According to the founder's post, what yearly revenue did the design agency consistently bring in?

### [QUOTED PASSAGE]
▼

For context:
- No formal education, no big logos, but worked my way up in design/eng at VC-backed SaaS for most of my 20s, then:
- 1st company was a simple consultancy. Did modestly well for myself. I shut it down to start the next startup.
- 2nd company was a consumer SaaS app. Had a fantastic launch, made enough to pay me, but I raised a pre-seed, got a cofounder, hired a team, and we fizzled out doing performative hyperscale bullshit (should've just kept doing what worked).
- 3rd company was a design agency. Actually did really well, consistently $3m+/year with <10 people until covid turned us upside down, we never recovered. Shut down last year.
- 4th company was a b2b SaaS app. Raised pre-seed and started to raise seed. Did well in our niche but when momentum slowed, domain expert co-founder threw in the towel and the rest of us couldn't maintain it. Shut down 6 months ago.
My team is loyal to the game, they won't quit until I do. We're now hacking on edge-level RL & robotics and we're close to having a rad demo. But after being modestly rich for years, I'm now 6 months from total broke. A lot of people tell me to take a high paying full-time job to stabilize my career, but I can't give a fuck about comfort when it feels like we're on the edge of something great. Nonetheless, I have to figure out my runway asap. Trailer park is looking like the top option.
We need a lab and at least a million to survive working on this. I'm close with all my VCs, but I'm still their serial loser, and now I'm playing in capital-intensive hardware instead of the internet hypeware I have experience in. Also this isn't like an obvious $100m ARR in 24 months thing. I'm just a weird founder doing weird things. But my only interest is grinding out a robotics platform that I think paves the road for the next million (robotics) devs.
- Has anyone else failed VC backed startups 3+ times?
- After 2 VC failures should I just get a job?
- How fucked am I in general?
JohnFen•4mo ago
If I'm reading it right, your two "failures" (scare quotes because I'd count the 2nd company as a half success) are the VC backed ones. VC backed companies are a particular kind of business -- maybe that's not the style that works best for you? But that's not the only (or necessarily the best, depending) approach to starting a business.

▲

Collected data
▼

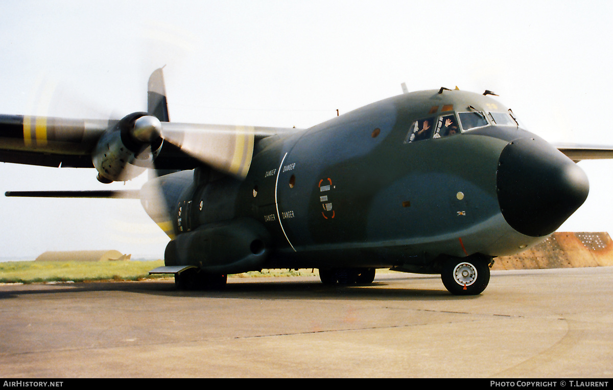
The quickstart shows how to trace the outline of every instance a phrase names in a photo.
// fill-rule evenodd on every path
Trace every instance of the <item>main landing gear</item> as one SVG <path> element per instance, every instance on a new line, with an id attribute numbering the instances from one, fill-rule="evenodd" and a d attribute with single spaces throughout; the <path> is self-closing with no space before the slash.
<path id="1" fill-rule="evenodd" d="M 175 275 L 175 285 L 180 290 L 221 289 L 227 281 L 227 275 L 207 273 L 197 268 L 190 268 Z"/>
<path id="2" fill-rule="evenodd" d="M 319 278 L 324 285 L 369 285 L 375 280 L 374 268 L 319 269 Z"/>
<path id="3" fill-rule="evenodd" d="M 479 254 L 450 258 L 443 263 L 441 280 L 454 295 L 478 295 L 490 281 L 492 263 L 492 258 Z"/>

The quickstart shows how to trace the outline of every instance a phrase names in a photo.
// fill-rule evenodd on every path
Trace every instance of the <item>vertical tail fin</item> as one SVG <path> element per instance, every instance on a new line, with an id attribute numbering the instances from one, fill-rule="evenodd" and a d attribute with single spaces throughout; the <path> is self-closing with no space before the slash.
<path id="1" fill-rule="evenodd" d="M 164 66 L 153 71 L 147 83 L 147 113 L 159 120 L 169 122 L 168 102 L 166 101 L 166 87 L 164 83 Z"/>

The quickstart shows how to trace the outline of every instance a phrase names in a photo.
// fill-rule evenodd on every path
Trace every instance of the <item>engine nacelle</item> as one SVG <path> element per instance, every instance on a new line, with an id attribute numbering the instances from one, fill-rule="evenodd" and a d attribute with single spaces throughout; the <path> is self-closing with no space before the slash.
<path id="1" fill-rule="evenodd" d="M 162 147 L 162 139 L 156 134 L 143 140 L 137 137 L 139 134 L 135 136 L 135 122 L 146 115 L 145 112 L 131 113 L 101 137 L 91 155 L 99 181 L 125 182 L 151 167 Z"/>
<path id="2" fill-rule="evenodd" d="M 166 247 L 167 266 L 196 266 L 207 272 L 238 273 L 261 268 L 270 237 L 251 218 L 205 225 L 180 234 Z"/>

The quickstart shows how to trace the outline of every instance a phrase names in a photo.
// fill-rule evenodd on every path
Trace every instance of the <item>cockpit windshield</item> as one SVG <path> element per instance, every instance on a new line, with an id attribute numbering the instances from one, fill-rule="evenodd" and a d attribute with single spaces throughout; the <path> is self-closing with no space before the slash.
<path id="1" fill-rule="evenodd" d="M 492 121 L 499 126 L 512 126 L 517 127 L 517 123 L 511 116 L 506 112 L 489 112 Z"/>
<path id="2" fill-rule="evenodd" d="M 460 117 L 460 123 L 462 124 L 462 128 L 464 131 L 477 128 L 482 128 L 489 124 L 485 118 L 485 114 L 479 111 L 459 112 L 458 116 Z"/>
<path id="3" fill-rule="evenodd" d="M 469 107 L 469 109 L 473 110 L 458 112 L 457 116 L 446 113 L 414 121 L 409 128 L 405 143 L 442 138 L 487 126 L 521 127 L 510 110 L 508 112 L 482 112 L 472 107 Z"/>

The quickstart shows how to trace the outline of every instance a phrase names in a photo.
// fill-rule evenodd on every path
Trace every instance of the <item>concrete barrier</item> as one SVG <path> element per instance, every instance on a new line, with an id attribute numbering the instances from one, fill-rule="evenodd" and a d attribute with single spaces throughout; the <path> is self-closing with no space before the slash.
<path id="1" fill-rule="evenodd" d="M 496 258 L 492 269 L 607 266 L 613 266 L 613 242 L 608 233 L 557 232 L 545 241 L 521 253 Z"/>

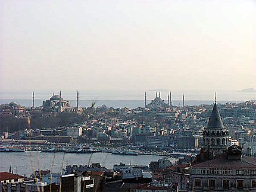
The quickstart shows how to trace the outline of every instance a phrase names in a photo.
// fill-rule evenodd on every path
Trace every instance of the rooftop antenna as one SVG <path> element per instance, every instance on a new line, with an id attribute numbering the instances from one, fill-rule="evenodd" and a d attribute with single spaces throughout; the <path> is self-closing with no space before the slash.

▲

### [OUTPUT FOR THIS TASK]
More than $3 million a year, with fewer than 10 people.